Extracted data:
============

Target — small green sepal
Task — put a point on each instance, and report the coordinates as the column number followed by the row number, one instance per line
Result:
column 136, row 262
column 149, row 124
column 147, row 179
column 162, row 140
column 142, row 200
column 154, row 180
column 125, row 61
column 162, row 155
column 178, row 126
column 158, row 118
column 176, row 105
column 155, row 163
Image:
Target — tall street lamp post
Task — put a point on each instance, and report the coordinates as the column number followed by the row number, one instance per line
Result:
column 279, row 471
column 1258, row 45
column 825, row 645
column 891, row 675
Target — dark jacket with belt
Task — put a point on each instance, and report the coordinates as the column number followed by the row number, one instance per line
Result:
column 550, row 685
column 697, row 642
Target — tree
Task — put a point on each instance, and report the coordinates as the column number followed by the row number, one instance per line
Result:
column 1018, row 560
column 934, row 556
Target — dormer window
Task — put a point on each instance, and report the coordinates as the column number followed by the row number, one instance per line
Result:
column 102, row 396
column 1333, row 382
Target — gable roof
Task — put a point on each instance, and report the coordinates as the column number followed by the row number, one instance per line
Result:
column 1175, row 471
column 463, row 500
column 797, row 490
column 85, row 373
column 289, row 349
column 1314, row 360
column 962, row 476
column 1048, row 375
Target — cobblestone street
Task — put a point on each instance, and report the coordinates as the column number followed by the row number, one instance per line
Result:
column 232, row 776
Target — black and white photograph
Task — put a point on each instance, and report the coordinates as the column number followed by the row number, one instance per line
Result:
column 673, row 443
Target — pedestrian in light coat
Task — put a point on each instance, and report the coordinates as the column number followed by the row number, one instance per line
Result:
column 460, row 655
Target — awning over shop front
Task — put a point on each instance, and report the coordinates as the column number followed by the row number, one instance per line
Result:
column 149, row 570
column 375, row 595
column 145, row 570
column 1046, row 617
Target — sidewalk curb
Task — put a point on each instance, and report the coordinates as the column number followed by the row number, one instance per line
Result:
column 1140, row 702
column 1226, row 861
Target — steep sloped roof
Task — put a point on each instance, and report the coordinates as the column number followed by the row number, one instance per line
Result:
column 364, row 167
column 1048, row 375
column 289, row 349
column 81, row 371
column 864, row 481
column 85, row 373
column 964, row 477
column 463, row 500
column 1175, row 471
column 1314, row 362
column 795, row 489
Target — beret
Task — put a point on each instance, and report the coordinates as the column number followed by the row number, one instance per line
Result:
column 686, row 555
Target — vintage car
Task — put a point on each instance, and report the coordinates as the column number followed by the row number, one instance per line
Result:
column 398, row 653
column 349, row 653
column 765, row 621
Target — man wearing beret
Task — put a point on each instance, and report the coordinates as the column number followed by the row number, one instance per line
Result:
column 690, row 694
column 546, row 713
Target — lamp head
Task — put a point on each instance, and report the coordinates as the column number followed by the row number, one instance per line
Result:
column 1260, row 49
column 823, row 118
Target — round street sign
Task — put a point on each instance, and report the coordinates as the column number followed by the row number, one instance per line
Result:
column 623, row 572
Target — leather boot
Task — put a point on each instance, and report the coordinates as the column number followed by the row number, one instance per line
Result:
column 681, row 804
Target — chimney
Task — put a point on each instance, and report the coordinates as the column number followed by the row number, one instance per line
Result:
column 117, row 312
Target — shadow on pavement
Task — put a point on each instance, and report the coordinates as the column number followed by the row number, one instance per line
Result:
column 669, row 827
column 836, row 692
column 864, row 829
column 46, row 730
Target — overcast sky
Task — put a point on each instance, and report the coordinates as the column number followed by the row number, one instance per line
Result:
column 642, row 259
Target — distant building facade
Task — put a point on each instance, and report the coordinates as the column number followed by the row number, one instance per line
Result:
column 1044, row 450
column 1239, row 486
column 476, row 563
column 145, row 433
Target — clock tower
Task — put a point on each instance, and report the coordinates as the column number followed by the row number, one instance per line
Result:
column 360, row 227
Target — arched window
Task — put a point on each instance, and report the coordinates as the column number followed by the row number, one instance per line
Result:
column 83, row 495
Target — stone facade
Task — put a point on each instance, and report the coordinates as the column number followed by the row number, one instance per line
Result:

============

Work to complete:
Copy all of the items above word for word, keeping every line as it is.

Complete response:
Target — small green sepal
Task — put a point on each instance, and report the coordinates as the column number followed by the row number, one instance per line
Result:
column 136, row 262
column 149, row 124
column 147, row 179
column 162, row 140
column 142, row 200
column 154, row 180
column 125, row 61
column 162, row 155
column 178, row 126
column 158, row 118
column 176, row 105
column 155, row 163
Image:
Target — tall street lamp post
Task — put a point on each instance, and report the coordinates as the column number followed by the row number, one instance per line
Result:
column 279, row 471
column 1258, row 45
column 825, row 645
column 891, row 675
Target — dark jacket with belt
Task — put a point on each instance, and report the coordinates as the column number followed by the row number, one instance per line
Result:
column 550, row 685
column 697, row 642
Target — tree
Task — put a point on each instance, and report the coordinates as the column number followed by the row number, one instance per line
Result:
column 1018, row 560
column 934, row 556
Target — dormer window
Task — put a point on each instance, and report the coordinates as the column number followed by the row number, one instance per line
Result:
column 102, row 396
column 1333, row 382
Target — gable roof
Task — put a point on each instance, and report the coordinates as the column number followed by the row number, one instance per line
Result:
column 1175, row 471
column 463, row 500
column 797, row 490
column 85, row 373
column 289, row 349
column 1314, row 360
column 962, row 476
column 1048, row 375
Target — cobblestone street
Task — put a point on each instance, and report the coordinates as the column number followed by the row number, one instance per line
Result:
column 232, row 776
Target — black and white photograph
Task — put a point on each instance, and report the coordinates as the column number followed by the row number, one instance per line
Result:
column 673, row 443
Target — pedestrian in light coat
Task — put a point on each instance, and report the coordinates as the column number followed by the row number, one instance per line
Result:
column 460, row 655
Target — awning over shop front
Task — put a point on each instance, and report the coordinates as the column number followed by the row number, one instance per line
Result:
column 149, row 570
column 375, row 595
column 145, row 570
column 1046, row 617
Target — sidewalk curb
Task — put a point on each instance, and report the coordinates as the column number followed by the row number, one instance per line
Result:
column 1140, row 702
column 1226, row 861
Target — steep sloped roof
Task — put a point on each instance, and report the coordinates as the column number followed by the row number, one instance per line
Result:
column 364, row 167
column 1048, row 375
column 289, row 349
column 81, row 371
column 864, row 481
column 85, row 373
column 964, row 477
column 463, row 500
column 1175, row 471
column 1314, row 362
column 795, row 489
Target — beret
Task — put a point on each instance, and report the coordinates as the column number followed by the row number, one instance per line
Result:
column 686, row 555
Target — vintage car
Task — put a point on each instance, and report the coordinates as the column number followed by the row number, one instance per line
Result:
column 398, row 653
column 349, row 653
column 765, row 621
Target — man wearing beret
Task — put a point on each instance, and report the coordinates as the column number followed by the row number, one instance per line
Result:
column 690, row 694
column 546, row 713
Target — lamp head
Task — put a point on each instance, and report the coordinates as the column number followed by the row number, one instance per line
Result:
column 1260, row 49
column 823, row 118
Target — round street sign
Task — put a point on each instance, and report the coordinates as the column number followed by the row number, one instance per line
Result:
column 623, row 572
Target — leather boot
Task — put a point on each instance, and report the coordinates as the column number followed by the row number, one instance per line
Result:
column 681, row 804
Target — chimney
Task — put a point on each instance, and report the coordinates as the column number followed by the row number, one instance per line
Result:
column 117, row 312
Target — shadow on pavement
Task — put a point on each instance, and report the coordinates as the column number followed by the row number, one instance per line
Result:
column 669, row 827
column 836, row 692
column 864, row 829
column 46, row 730
Target — overcast sky
Task — put a point on each instance, and report the coordinates as the column number followed by the row number, one instance per line
Result:
column 642, row 259
Target — distant building facade
Task — put a point on each instance, and report the coordinates as the column number followed by the row number, one instance per line
Result:
column 1044, row 450
column 1239, row 486
column 476, row 563
column 145, row 433
Target — clock tower
Task — put a point on each instance, and report the coordinates as the column number followed by the row number, one instance per line
Result:
column 360, row 227
Target — arched window
Task — put a point on each instance, and report the coordinates as the column number followed by the row number, one instance per line
Result:
column 83, row 495
Target — stone facade
Task — put a point on each instance, and report the coordinates as the column number followed by the row number, one instance per line
Result:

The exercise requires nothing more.